| Entries shown |
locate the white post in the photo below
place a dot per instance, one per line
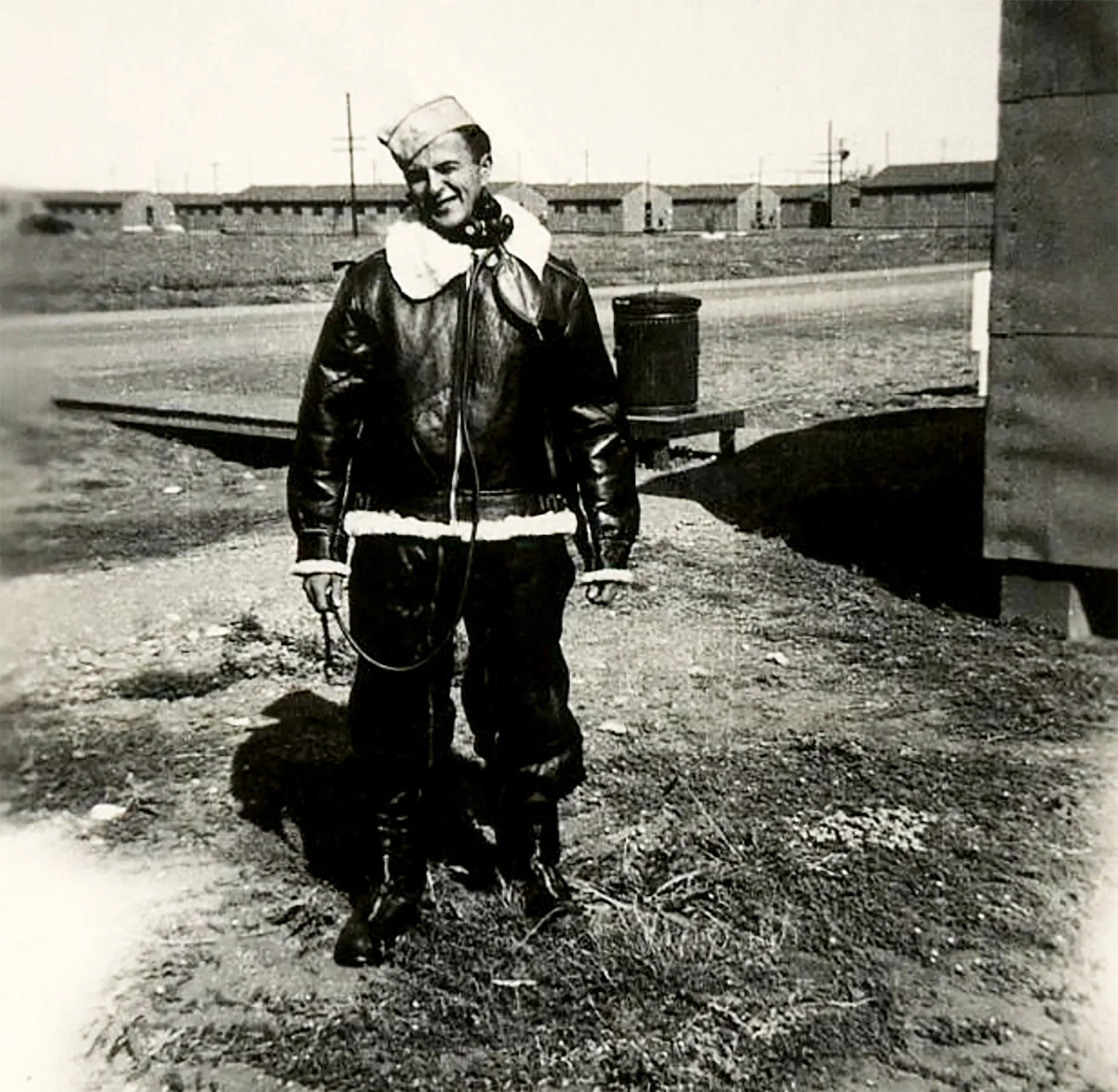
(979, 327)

* * *

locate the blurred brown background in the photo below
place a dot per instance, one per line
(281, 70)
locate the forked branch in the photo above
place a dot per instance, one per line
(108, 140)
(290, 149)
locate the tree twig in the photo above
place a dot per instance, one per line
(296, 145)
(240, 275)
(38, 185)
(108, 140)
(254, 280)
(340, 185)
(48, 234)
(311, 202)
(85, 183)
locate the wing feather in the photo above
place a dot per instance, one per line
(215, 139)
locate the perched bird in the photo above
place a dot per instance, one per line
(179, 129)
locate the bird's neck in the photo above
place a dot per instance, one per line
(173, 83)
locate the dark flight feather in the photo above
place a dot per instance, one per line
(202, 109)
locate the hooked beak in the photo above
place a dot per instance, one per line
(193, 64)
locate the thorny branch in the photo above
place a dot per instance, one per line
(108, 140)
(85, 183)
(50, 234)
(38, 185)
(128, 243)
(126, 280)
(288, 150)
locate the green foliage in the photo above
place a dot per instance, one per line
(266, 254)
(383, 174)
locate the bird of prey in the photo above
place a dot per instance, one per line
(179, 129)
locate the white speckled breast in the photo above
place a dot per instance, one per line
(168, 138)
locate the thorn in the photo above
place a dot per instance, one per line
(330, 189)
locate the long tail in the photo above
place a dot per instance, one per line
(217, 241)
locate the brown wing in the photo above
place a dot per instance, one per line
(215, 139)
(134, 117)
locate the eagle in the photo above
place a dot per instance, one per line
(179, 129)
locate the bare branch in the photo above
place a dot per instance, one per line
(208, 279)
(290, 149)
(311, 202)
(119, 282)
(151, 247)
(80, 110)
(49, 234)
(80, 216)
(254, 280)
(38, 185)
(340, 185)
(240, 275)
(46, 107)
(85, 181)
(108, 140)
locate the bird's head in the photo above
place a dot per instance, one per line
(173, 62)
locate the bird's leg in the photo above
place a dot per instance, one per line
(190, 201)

--

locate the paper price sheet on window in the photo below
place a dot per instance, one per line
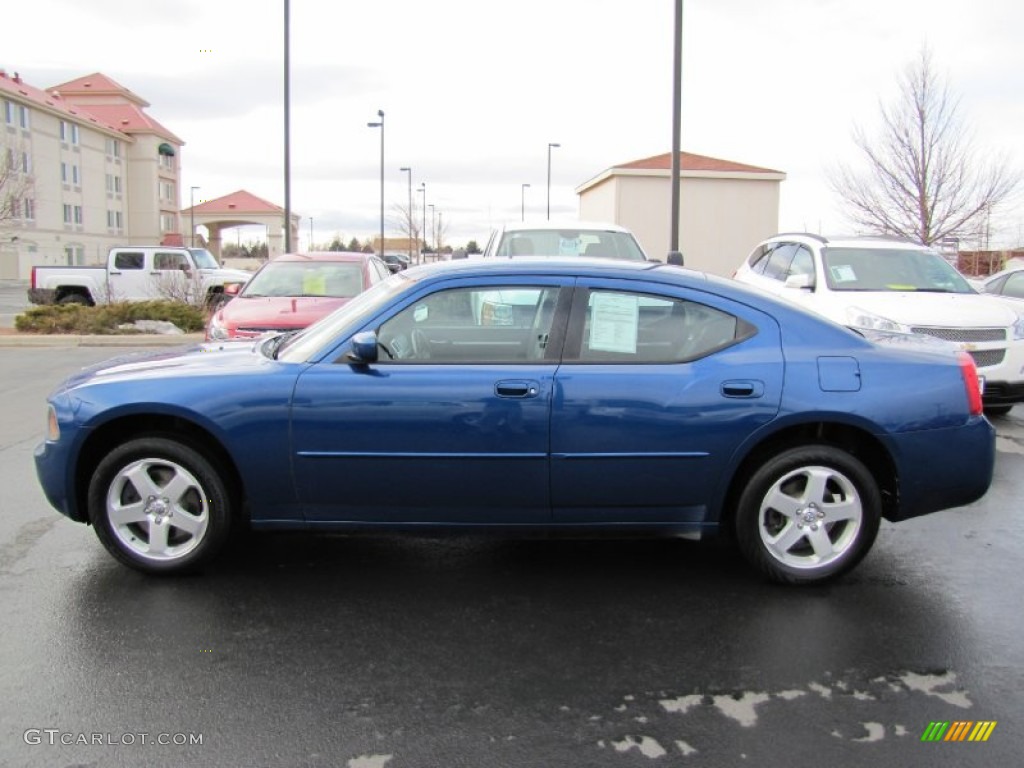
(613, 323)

| Prompt |
Please tally how many lines in the listing above contain the string "branch" and reply with only that number.

| Response to the exercise |
3